_Your goal_
An exact copy of every record is needed, with the pictures left out.

=== Data supplied ===

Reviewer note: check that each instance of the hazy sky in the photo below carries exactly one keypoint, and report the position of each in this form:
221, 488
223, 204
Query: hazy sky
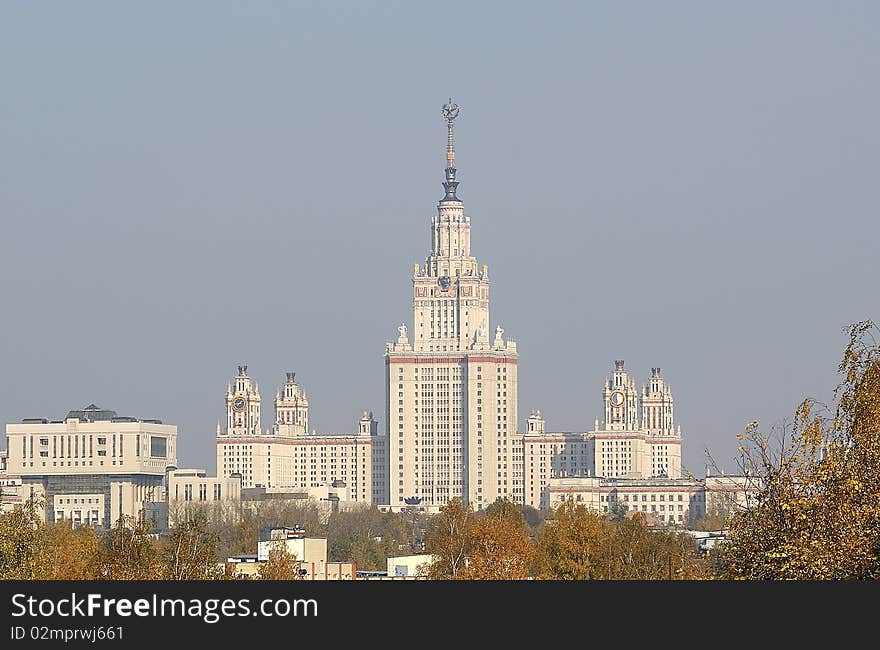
189, 186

===

_Result for this task_
Reviewer note: check that each instance of the hazy sky in the photo below carries exactly one keypoint, and report the position of each in this form:
221, 488
223, 204
Query: hazy sky
189, 186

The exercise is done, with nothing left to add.